*** Source records Section Begins ***

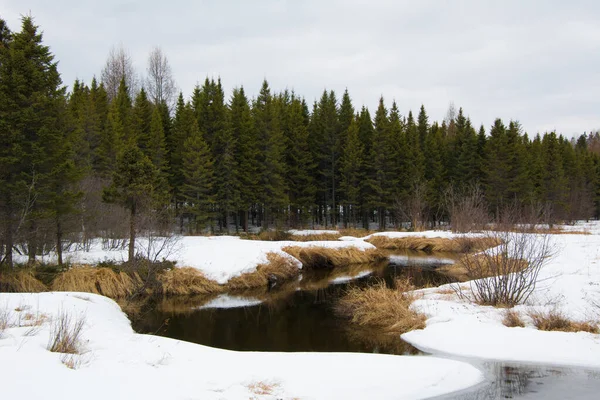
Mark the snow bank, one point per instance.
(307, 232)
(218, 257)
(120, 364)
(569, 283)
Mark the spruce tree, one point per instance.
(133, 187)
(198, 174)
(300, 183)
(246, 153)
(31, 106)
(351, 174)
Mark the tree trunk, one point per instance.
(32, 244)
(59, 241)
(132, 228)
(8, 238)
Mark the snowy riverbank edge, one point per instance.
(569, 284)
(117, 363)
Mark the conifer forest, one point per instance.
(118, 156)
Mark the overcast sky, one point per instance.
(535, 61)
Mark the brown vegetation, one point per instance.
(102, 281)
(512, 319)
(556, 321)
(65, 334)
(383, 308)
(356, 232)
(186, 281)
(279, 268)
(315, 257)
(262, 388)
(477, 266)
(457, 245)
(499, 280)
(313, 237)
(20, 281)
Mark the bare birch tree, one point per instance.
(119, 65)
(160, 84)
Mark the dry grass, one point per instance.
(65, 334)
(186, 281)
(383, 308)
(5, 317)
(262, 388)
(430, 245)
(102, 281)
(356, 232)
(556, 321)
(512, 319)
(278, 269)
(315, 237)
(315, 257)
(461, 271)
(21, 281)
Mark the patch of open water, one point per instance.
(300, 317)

*** Source records Section Ends ***

Line by line, reproduce the material above exactly, leaving each picture out.

Mark the snow bank, one point per instance.
(307, 232)
(218, 257)
(120, 364)
(569, 283)
Mark the spruce tree, one point per instance.
(133, 187)
(198, 174)
(300, 183)
(246, 153)
(31, 106)
(351, 174)
Mark the tree trunk, one point per instance.
(32, 244)
(59, 241)
(132, 228)
(8, 238)
Mark the snowy riverbank edge, one point per instance.
(569, 284)
(117, 363)
Mark the conifer forest, one point per instance.
(118, 156)
Mark the overcast sky, one point per instance.
(535, 61)
Mark the brown vegetation, one point per instance.
(102, 281)
(512, 319)
(556, 321)
(65, 334)
(383, 308)
(356, 232)
(186, 281)
(279, 268)
(315, 257)
(262, 388)
(477, 266)
(457, 245)
(499, 280)
(313, 237)
(20, 281)
Mark the bare birch tree, one point per instance.
(119, 65)
(160, 84)
Mark the dry grass, one point per instance.
(65, 334)
(186, 281)
(383, 308)
(5, 317)
(262, 388)
(430, 245)
(102, 281)
(356, 232)
(556, 321)
(512, 319)
(278, 269)
(315, 237)
(315, 257)
(461, 271)
(21, 281)
Mark the patch of open water, one point per instance.
(300, 317)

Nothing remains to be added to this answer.